======== Texte source ========
Négligence de « la taille de l’échantillon … qui nous fait ressentir comme extraordinaires des phénomènes improbables mais qui sont cependant la production du hasard si on tient compte de la taille de l’échantillon duquel ils sont issus (prédictions astrologiques exactes comparées au nombre des fausses … La nature qui nous paraît si parfaite parce que nous ne voyons que ses réussites, et non la masse titanesque des brouillons enfouis dans une histoire immémoriale.’ » (Gérald Bronner)

« Erreur de négligence de la taille de l’échantillon (cas des images et tâches remarquables par leur aspect, des accidents.. ) …Quand nous sommes confrontés à des phénomènes à probabilité d’apparition faible, mais avec un grand nombre d’occurrences, compatibilité entre l’aléatoire et l’extraordinaire …  Nous partons de l’idée qu’une situation ne se produit pas en général si elle est très improbable en particulier … Incapacité à tenir compte du nombre d’occurrences qui ont présidé à l’avènement du phénomène remarquable (dans le cas des voyantes, et dans bien d’autres situations, les succès se retiennent mieux que les échecs)  … Il est probable que chaque année le hasard produise des figures ou des événements qui, en raison des dispositions de l’homme  à percevoir du sens dans le non-sens, de la forme dans l’informe, seront interprétées comme des signes … Les probabilités de chance de gagner 6 numéros au loto sont très faibles, et cependant il y a bien un gagnant (nombre de grilles remplies. » (Gérald Bronner)
========
● **Énoncé du problème**
D'après le texte sur la négligence de la taille de l'échantillon, pourquoi la nature nous paraît-elle si parfaite ? Les entrées forment un matériel à part, distinct du texte.
======== Matériel fourni ========
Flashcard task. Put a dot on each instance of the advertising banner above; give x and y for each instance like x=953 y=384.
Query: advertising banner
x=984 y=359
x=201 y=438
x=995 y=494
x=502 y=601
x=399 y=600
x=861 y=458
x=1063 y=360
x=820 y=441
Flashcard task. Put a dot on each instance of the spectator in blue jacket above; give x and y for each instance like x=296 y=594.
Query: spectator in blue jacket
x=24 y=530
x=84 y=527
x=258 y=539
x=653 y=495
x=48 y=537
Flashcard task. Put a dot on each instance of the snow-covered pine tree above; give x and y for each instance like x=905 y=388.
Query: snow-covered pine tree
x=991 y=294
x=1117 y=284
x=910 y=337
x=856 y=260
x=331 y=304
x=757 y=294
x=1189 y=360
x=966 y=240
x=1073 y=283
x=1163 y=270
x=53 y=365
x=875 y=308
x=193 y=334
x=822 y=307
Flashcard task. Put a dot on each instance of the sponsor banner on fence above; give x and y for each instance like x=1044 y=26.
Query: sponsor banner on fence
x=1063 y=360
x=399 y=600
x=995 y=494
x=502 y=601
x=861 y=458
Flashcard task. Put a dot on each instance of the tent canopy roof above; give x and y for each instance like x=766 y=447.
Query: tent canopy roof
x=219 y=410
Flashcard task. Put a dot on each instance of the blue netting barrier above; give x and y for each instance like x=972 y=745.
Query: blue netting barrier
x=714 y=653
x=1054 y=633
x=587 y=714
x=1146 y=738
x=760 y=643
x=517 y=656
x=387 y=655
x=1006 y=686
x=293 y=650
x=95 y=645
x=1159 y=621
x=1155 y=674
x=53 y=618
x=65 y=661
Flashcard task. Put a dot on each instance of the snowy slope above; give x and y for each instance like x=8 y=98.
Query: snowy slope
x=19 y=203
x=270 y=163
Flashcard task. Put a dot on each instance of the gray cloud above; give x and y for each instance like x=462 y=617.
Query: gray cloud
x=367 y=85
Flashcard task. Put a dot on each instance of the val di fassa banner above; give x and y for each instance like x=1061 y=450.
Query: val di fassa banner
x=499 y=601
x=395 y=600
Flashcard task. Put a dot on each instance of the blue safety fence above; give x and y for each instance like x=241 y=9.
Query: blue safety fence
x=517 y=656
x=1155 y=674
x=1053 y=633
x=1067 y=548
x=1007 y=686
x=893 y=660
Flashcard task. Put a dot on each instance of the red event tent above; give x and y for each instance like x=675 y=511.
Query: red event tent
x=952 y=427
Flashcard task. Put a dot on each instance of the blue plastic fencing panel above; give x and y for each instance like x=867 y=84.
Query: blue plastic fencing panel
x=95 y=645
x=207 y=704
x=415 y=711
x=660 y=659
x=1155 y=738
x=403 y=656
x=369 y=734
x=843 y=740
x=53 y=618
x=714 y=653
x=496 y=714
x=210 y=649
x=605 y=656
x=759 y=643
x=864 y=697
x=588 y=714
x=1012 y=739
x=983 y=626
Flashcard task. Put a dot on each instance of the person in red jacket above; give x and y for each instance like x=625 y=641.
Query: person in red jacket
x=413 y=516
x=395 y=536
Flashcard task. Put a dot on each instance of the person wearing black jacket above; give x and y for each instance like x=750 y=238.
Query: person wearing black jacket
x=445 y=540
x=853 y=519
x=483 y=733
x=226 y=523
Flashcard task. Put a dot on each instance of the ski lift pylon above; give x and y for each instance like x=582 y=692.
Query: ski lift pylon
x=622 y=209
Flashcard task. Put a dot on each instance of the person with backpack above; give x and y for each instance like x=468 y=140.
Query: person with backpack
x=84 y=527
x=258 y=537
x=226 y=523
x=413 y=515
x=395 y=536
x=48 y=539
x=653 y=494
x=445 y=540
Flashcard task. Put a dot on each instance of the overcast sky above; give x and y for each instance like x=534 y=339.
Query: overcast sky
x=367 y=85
========
● **Tâche accomplie**
Parce que nous ne voyons que ses réussites, et non la masse titanesque des brouillons enfouis dans une histoire immémoriale.